[Image-grounded pointing data]
^^^^^^^^^^^^^^^^
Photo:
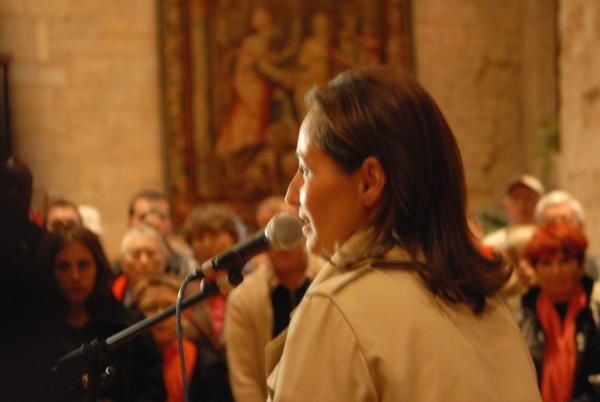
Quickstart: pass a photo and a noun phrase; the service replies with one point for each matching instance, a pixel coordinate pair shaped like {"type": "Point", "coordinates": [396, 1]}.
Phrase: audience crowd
{"type": "Point", "coordinates": [72, 294]}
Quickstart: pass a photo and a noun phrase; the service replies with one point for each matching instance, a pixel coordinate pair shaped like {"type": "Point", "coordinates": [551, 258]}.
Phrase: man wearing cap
{"type": "Point", "coordinates": [522, 195]}
{"type": "Point", "coordinates": [259, 309]}
{"type": "Point", "coordinates": [520, 200]}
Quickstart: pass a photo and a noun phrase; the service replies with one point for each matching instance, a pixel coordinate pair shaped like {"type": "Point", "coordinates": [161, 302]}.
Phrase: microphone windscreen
{"type": "Point", "coordinates": [283, 231]}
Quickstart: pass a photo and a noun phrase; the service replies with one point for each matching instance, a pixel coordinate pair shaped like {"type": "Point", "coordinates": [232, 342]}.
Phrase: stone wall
{"type": "Point", "coordinates": [492, 69]}
{"type": "Point", "coordinates": [85, 92]}
{"type": "Point", "coordinates": [85, 100]}
{"type": "Point", "coordinates": [579, 25]}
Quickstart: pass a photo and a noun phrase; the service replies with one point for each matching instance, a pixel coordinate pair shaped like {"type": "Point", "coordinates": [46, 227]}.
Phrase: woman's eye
{"type": "Point", "coordinates": [61, 265]}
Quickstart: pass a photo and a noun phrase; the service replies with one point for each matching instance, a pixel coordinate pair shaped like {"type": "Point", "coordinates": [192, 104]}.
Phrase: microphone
{"type": "Point", "coordinates": [283, 232]}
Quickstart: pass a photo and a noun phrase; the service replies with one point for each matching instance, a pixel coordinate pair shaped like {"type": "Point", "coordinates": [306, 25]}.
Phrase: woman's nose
{"type": "Point", "coordinates": [292, 193]}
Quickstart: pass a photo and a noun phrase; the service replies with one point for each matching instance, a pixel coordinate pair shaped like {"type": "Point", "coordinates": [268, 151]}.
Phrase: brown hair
{"type": "Point", "coordinates": [379, 112]}
{"type": "Point", "coordinates": [54, 242]}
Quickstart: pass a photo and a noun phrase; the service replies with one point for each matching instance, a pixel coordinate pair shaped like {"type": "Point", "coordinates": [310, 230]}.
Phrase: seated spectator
{"type": "Point", "coordinates": [61, 213]}
{"type": "Point", "coordinates": [209, 231]}
{"type": "Point", "coordinates": [82, 308]}
{"type": "Point", "coordinates": [152, 208]}
{"type": "Point", "coordinates": [560, 320]}
{"type": "Point", "coordinates": [206, 373]}
{"type": "Point", "coordinates": [259, 309]}
{"type": "Point", "coordinates": [559, 205]}
{"type": "Point", "coordinates": [143, 253]}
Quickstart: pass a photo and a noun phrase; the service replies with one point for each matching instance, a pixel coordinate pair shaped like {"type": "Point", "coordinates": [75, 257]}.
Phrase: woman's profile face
{"type": "Point", "coordinates": [75, 272]}
{"type": "Point", "coordinates": [327, 197]}
{"type": "Point", "coordinates": [558, 275]}
{"type": "Point", "coordinates": [143, 257]}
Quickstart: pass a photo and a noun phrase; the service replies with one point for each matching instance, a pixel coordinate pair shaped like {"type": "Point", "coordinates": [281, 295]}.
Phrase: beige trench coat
{"type": "Point", "coordinates": [376, 333]}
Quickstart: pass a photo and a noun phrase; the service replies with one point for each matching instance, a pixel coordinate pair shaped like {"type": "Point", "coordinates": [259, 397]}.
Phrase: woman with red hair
{"type": "Point", "coordinates": [560, 320]}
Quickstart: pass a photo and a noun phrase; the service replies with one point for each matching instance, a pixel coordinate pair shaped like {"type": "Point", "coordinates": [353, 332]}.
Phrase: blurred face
{"type": "Point", "coordinates": [558, 213]}
{"type": "Point", "coordinates": [208, 244]}
{"type": "Point", "coordinates": [291, 261]}
{"type": "Point", "coordinates": [143, 257]}
{"type": "Point", "coordinates": [153, 301]}
{"type": "Point", "coordinates": [75, 273]}
{"type": "Point", "coordinates": [558, 276]}
{"type": "Point", "coordinates": [520, 205]}
{"type": "Point", "coordinates": [155, 214]}
{"type": "Point", "coordinates": [61, 217]}
{"type": "Point", "coordinates": [327, 197]}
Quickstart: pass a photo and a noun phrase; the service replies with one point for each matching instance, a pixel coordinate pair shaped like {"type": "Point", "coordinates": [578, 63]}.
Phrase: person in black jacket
{"type": "Point", "coordinates": [81, 308]}
{"type": "Point", "coordinates": [560, 320]}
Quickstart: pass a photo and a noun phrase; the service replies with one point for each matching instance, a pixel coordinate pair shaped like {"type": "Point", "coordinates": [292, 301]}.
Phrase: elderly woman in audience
{"type": "Point", "coordinates": [560, 321]}
{"type": "Point", "coordinates": [210, 230]}
{"type": "Point", "coordinates": [143, 253]}
{"type": "Point", "coordinates": [82, 308]}
{"type": "Point", "coordinates": [206, 373]}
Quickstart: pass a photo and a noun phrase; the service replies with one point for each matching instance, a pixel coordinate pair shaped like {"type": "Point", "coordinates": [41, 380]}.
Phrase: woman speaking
{"type": "Point", "coordinates": [405, 309]}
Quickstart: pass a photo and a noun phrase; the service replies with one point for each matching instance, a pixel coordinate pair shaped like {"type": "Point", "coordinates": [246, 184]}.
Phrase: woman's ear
{"type": "Point", "coordinates": [372, 182]}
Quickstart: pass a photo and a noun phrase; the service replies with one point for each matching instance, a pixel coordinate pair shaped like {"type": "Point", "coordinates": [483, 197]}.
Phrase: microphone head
{"type": "Point", "coordinates": [283, 231]}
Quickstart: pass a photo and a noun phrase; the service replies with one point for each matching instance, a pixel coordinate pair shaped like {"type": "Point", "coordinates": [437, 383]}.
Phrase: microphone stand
{"type": "Point", "coordinates": [93, 351]}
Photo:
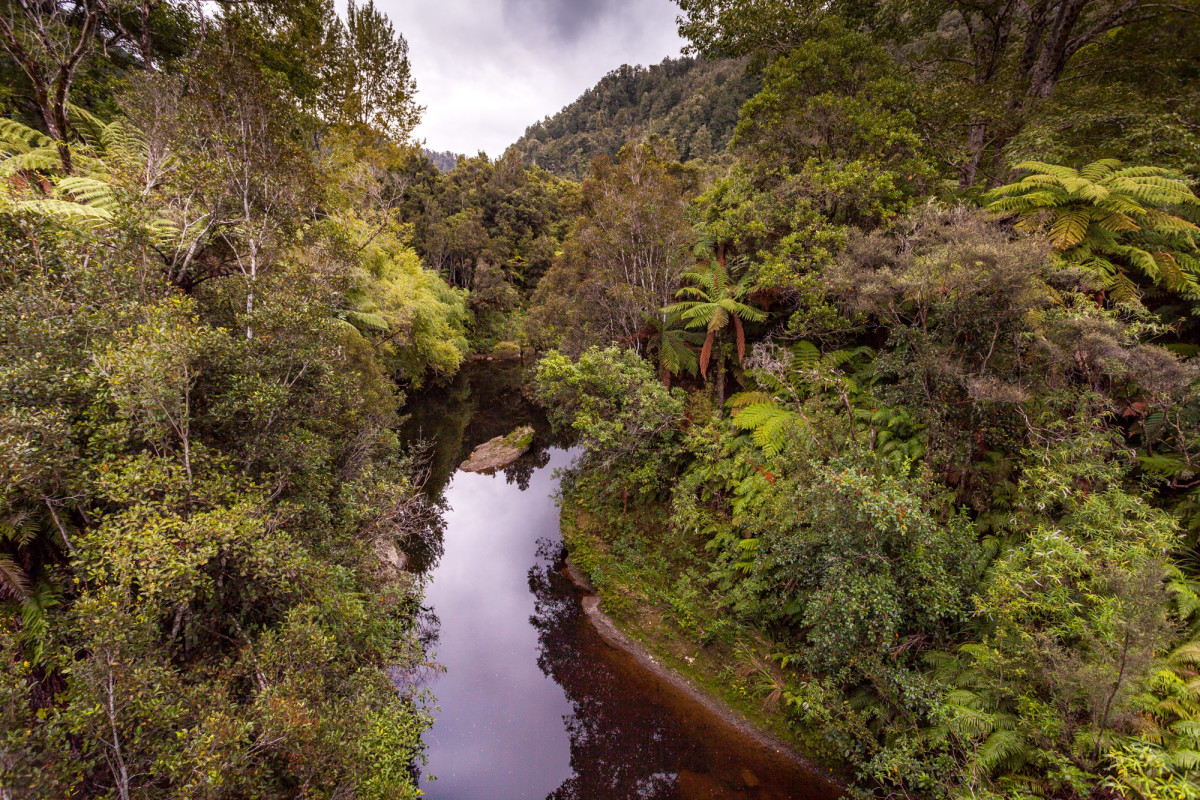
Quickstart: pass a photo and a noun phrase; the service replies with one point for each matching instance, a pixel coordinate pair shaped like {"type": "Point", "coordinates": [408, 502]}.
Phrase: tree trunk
{"type": "Point", "coordinates": [976, 142]}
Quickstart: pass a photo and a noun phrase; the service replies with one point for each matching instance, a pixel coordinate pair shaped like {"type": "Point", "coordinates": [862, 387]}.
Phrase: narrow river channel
{"type": "Point", "coordinates": [532, 703]}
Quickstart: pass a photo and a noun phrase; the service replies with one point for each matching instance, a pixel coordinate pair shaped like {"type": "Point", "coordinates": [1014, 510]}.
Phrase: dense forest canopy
{"type": "Point", "coordinates": [875, 324]}
{"type": "Point", "coordinates": [690, 102]}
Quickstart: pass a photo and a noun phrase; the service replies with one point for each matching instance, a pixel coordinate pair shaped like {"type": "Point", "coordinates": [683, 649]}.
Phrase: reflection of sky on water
{"type": "Point", "coordinates": [499, 732]}
{"type": "Point", "coordinates": [533, 703]}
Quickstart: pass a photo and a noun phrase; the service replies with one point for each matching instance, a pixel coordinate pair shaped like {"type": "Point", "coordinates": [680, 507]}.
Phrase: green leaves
{"type": "Point", "coordinates": [1110, 220]}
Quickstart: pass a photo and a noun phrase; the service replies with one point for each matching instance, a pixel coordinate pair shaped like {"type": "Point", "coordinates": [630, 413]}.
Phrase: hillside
{"type": "Point", "coordinates": [691, 102]}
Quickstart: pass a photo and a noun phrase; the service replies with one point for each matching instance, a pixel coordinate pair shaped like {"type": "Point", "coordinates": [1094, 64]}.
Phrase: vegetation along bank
{"type": "Point", "coordinates": [875, 325]}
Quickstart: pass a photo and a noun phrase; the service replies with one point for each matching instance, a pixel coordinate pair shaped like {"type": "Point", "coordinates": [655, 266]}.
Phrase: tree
{"type": "Point", "coordinates": [367, 79]}
{"type": "Point", "coordinates": [996, 62]}
{"type": "Point", "coordinates": [1111, 221]}
{"type": "Point", "coordinates": [625, 258]}
{"type": "Point", "coordinates": [714, 304]}
{"type": "Point", "coordinates": [49, 41]}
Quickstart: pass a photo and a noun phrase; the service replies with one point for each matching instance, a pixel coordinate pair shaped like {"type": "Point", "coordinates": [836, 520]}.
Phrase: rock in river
{"type": "Point", "coordinates": [499, 452]}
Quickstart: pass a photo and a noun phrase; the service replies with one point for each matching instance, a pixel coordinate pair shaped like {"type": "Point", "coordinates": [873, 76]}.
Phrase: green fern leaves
{"type": "Point", "coordinates": [1110, 221]}
{"type": "Point", "coordinates": [90, 198]}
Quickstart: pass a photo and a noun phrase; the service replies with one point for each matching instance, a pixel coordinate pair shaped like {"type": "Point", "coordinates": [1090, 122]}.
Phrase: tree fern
{"type": "Point", "coordinates": [1110, 221]}
{"type": "Point", "coordinates": [89, 198]}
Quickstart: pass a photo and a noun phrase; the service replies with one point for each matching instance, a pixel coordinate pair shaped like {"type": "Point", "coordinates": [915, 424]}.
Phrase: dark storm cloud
{"type": "Point", "coordinates": [565, 20]}
{"type": "Point", "coordinates": [487, 68]}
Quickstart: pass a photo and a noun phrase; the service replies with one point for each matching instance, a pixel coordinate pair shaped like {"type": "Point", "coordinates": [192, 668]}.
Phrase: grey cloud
{"type": "Point", "coordinates": [487, 68]}
{"type": "Point", "coordinates": [564, 20]}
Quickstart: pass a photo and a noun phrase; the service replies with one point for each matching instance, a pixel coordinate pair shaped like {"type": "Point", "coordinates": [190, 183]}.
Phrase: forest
{"type": "Point", "coordinates": [875, 326]}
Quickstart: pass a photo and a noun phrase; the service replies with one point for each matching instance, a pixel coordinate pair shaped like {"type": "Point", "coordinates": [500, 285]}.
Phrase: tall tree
{"type": "Point", "coordinates": [49, 41]}
{"type": "Point", "coordinates": [367, 79]}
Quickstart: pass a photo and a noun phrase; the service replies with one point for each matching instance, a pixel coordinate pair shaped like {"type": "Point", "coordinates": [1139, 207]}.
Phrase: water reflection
{"type": "Point", "coordinates": [533, 703]}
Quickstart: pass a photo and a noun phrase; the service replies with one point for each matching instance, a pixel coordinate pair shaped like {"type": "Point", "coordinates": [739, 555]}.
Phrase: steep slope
{"type": "Point", "coordinates": [691, 102]}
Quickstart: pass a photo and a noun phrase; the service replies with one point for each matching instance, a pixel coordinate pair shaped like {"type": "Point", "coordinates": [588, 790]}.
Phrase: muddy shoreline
{"type": "Point", "coordinates": [726, 716]}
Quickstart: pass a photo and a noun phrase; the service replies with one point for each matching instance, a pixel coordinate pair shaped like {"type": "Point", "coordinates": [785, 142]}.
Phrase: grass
{"type": "Point", "coordinates": [655, 588]}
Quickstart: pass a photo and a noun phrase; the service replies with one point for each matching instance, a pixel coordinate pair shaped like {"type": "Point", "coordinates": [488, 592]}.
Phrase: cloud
{"type": "Point", "coordinates": [565, 20]}
{"type": "Point", "coordinates": [486, 70]}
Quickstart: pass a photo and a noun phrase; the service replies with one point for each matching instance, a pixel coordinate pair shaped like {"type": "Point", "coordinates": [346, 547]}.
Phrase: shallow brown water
{"type": "Point", "coordinates": [532, 702]}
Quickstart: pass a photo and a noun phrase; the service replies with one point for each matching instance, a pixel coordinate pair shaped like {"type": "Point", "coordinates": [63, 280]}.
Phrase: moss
{"type": "Point", "coordinates": [636, 563]}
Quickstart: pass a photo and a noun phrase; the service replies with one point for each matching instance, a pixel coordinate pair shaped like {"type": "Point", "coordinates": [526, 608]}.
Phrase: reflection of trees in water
{"type": "Point", "coordinates": [621, 747]}
{"type": "Point", "coordinates": [483, 402]}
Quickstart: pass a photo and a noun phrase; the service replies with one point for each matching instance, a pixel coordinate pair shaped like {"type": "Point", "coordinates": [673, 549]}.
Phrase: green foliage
{"type": "Point", "coordinates": [714, 304]}
{"type": "Point", "coordinates": [1110, 220]}
{"type": "Point", "coordinates": [691, 103]}
{"type": "Point", "coordinates": [625, 257]}
{"type": "Point", "coordinates": [367, 79]}
{"type": "Point", "coordinates": [625, 419]}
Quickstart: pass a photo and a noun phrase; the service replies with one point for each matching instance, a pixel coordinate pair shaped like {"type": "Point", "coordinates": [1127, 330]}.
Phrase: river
{"type": "Point", "coordinates": [531, 702]}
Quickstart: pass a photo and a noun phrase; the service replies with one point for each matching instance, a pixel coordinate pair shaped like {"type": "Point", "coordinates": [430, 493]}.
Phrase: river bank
{"type": "Point", "coordinates": [675, 675]}
{"type": "Point", "coordinates": [727, 671]}
{"type": "Point", "coordinates": [533, 699]}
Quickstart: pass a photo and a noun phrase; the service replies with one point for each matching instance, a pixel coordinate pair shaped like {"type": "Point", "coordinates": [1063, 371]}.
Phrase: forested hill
{"type": "Point", "coordinates": [691, 102]}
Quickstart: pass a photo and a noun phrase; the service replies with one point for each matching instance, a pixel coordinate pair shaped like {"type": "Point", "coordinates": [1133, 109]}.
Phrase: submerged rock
{"type": "Point", "coordinates": [499, 452]}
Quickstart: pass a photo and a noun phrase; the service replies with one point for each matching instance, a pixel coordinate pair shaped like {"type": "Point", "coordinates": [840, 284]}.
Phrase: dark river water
{"type": "Point", "coordinates": [531, 703]}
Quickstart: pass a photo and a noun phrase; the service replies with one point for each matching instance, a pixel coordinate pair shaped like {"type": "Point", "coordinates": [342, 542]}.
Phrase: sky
{"type": "Point", "coordinates": [489, 68]}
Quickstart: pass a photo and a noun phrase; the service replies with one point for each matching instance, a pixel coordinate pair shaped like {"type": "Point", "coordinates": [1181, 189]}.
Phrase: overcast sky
{"type": "Point", "coordinates": [487, 68]}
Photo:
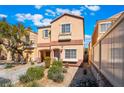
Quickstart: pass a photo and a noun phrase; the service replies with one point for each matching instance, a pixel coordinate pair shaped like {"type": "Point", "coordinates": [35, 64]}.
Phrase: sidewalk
{"type": "Point", "coordinates": [84, 77]}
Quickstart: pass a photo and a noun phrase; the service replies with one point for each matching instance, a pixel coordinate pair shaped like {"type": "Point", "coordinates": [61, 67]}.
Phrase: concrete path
{"type": "Point", "coordinates": [84, 77]}
{"type": "Point", "coordinates": [14, 73]}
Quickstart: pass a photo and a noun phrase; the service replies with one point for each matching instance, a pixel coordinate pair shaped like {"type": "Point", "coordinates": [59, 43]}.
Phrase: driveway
{"type": "Point", "coordinates": [14, 73]}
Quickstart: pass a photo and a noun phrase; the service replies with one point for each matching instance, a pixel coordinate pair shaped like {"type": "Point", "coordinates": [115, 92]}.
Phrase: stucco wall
{"type": "Point", "coordinates": [79, 48]}
{"type": "Point", "coordinates": [77, 31]}
{"type": "Point", "coordinates": [40, 35]}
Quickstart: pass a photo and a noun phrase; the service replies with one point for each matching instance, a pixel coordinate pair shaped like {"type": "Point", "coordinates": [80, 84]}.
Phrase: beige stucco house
{"type": "Point", "coordinates": [31, 51]}
{"type": "Point", "coordinates": [62, 39]}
^^^^^^^^^^^^^^^^
--- Exercise instructions ---
Every line from the one containing "Phrase: stucco wall" through the last line of the entries above must be output exactly. Leave the rest out.

--- Reply ---
Phrase: stucco wall
{"type": "Point", "coordinates": [79, 48]}
{"type": "Point", "coordinates": [77, 31]}
{"type": "Point", "coordinates": [40, 35]}
Quickstart: pass a photo and a noun phrase; the service replies with one point for each matching instance, a pixel coordinate pair shaped like {"type": "Point", "coordinates": [80, 84]}.
Phrase: beige stucco house
{"type": "Point", "coordinates": [31, 51]}
{"type": "Point", "coordinates": [62, 39]}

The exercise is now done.